What to produce
From the listing that follows, report the number of lines with the word "shop" in them, and no other output.

++++++++++++++++++++

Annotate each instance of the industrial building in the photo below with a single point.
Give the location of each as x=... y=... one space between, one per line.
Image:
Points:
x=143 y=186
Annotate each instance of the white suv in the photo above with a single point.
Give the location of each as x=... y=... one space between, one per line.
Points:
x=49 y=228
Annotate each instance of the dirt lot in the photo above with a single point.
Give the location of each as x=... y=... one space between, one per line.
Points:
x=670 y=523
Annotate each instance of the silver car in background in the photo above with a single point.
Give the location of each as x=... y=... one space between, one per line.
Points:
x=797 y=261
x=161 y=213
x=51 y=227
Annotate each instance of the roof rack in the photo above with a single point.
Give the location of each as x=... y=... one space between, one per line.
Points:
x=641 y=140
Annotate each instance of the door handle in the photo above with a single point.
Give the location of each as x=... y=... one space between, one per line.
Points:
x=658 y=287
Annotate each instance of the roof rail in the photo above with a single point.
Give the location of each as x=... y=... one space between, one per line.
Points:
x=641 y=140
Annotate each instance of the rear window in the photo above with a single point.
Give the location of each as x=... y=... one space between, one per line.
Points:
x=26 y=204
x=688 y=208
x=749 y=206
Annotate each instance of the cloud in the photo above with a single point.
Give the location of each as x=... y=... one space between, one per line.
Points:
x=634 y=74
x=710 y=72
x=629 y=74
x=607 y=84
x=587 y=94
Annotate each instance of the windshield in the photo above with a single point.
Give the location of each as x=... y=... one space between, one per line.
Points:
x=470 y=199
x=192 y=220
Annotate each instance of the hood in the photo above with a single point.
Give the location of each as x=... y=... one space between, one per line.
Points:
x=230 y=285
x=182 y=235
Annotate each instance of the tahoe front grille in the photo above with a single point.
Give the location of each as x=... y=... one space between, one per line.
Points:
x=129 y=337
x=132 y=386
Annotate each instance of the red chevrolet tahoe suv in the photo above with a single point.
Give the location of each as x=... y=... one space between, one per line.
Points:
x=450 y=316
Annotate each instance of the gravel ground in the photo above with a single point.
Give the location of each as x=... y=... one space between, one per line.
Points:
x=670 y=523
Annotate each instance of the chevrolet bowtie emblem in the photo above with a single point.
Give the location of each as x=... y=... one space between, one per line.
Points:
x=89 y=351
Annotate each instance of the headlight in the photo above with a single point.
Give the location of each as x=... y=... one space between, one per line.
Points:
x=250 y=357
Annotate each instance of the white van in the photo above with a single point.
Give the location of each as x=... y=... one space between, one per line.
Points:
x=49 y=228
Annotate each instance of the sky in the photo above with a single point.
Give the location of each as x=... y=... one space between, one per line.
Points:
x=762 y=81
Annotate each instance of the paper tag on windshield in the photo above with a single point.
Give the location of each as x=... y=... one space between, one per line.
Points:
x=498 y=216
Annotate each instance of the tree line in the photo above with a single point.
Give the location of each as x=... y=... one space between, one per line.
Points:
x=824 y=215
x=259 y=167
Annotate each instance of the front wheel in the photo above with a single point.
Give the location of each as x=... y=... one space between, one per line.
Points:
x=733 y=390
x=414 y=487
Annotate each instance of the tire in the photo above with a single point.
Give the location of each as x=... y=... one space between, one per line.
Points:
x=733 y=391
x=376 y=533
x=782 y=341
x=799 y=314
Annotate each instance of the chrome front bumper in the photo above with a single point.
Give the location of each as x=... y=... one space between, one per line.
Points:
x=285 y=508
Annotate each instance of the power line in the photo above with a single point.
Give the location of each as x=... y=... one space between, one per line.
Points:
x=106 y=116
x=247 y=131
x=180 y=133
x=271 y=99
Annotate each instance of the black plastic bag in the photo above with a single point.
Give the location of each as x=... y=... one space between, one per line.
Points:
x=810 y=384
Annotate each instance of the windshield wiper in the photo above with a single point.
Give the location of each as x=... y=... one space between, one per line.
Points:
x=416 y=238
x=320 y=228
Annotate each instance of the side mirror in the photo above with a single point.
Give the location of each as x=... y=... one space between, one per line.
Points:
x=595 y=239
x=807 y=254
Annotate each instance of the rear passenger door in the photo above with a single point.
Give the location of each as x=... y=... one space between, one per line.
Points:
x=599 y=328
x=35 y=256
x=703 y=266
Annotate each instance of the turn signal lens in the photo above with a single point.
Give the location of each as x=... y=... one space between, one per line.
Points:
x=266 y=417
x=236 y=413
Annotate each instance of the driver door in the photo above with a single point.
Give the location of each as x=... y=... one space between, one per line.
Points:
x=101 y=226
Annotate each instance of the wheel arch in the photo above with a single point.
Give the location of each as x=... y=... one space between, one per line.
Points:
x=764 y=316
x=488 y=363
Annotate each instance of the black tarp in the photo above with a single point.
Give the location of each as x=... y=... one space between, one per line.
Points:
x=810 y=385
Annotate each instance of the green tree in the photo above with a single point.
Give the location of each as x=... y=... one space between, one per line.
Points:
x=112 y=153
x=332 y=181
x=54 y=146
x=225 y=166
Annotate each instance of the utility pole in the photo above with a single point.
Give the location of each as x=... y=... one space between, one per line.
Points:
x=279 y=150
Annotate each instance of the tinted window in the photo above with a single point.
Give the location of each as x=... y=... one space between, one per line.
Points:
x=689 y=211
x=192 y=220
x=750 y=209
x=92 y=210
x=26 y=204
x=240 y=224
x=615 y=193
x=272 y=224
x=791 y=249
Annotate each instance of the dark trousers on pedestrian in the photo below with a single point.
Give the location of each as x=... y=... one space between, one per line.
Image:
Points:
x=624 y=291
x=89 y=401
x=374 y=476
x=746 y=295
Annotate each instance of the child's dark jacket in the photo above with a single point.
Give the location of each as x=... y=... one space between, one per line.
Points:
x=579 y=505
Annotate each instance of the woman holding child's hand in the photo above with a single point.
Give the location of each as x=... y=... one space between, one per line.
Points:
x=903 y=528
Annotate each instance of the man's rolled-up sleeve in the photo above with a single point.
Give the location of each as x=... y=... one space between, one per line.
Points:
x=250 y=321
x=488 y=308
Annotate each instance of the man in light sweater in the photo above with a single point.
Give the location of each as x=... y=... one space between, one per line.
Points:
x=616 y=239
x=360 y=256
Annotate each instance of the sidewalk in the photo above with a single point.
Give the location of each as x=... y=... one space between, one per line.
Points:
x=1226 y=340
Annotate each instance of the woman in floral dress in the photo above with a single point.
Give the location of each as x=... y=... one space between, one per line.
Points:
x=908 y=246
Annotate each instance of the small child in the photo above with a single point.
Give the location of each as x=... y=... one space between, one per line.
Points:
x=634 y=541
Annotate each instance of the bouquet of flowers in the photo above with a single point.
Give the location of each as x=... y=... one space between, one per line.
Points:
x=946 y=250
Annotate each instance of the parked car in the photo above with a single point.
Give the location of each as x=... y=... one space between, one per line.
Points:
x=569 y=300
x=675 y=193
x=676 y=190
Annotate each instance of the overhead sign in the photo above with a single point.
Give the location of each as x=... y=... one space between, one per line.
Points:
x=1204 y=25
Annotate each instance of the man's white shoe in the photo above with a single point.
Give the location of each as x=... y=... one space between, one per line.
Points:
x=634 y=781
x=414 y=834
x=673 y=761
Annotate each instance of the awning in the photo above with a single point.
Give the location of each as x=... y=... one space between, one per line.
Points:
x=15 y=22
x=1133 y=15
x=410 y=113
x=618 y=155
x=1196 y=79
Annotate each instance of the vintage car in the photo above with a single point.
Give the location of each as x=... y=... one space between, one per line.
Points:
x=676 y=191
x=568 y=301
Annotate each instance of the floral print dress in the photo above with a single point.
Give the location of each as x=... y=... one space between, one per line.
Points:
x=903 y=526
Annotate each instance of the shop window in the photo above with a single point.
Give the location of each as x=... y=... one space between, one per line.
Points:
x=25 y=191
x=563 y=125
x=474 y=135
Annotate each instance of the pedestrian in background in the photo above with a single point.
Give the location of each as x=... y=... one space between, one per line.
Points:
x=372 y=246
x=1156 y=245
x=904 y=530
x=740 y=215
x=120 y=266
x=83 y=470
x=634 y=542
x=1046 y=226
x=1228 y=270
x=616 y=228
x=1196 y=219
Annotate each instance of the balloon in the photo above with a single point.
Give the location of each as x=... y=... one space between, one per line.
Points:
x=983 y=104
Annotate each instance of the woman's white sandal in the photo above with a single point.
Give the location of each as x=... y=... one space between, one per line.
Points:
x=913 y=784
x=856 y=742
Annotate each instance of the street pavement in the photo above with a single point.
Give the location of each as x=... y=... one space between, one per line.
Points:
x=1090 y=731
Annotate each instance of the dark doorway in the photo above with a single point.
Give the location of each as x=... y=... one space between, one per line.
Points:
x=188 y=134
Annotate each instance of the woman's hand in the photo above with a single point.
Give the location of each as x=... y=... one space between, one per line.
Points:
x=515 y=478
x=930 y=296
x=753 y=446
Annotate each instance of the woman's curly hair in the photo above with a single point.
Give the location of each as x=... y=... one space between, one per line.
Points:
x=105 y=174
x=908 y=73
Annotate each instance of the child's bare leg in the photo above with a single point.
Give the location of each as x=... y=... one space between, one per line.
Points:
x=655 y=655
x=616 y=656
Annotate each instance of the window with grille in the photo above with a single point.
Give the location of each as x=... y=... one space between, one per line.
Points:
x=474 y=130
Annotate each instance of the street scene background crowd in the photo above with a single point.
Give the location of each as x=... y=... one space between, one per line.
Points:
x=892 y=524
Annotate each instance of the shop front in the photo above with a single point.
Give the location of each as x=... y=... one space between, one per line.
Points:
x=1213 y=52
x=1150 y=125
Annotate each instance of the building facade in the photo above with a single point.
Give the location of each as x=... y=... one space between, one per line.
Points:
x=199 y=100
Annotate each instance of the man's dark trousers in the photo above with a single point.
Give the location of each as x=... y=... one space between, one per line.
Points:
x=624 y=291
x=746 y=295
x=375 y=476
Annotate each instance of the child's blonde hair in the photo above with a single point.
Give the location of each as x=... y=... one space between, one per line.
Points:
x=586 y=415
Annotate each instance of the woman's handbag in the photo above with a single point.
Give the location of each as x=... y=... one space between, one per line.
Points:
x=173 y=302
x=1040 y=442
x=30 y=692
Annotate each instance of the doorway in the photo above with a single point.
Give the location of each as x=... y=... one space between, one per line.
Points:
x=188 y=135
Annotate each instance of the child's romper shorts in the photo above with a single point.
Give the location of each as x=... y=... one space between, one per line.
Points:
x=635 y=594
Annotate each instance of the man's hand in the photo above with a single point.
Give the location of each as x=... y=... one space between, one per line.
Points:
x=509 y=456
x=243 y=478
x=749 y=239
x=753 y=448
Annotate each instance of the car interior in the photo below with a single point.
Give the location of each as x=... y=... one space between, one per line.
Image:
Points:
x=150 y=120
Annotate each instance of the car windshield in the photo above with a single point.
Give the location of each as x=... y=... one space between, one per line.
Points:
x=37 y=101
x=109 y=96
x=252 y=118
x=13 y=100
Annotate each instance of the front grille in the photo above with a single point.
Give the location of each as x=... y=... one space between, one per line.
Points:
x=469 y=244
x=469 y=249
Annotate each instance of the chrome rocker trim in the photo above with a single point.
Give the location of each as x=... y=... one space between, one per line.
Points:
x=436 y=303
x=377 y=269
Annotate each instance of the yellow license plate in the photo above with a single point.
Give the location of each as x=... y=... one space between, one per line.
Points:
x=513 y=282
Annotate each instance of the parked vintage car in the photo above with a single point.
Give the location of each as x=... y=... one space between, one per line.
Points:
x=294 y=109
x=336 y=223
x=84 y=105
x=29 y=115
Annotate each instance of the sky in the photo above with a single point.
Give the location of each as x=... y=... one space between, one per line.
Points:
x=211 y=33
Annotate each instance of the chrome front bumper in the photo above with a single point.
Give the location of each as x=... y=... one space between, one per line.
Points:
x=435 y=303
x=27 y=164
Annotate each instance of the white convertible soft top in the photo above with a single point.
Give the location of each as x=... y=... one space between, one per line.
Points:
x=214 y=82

++++++++++++++++++++

The completed task
2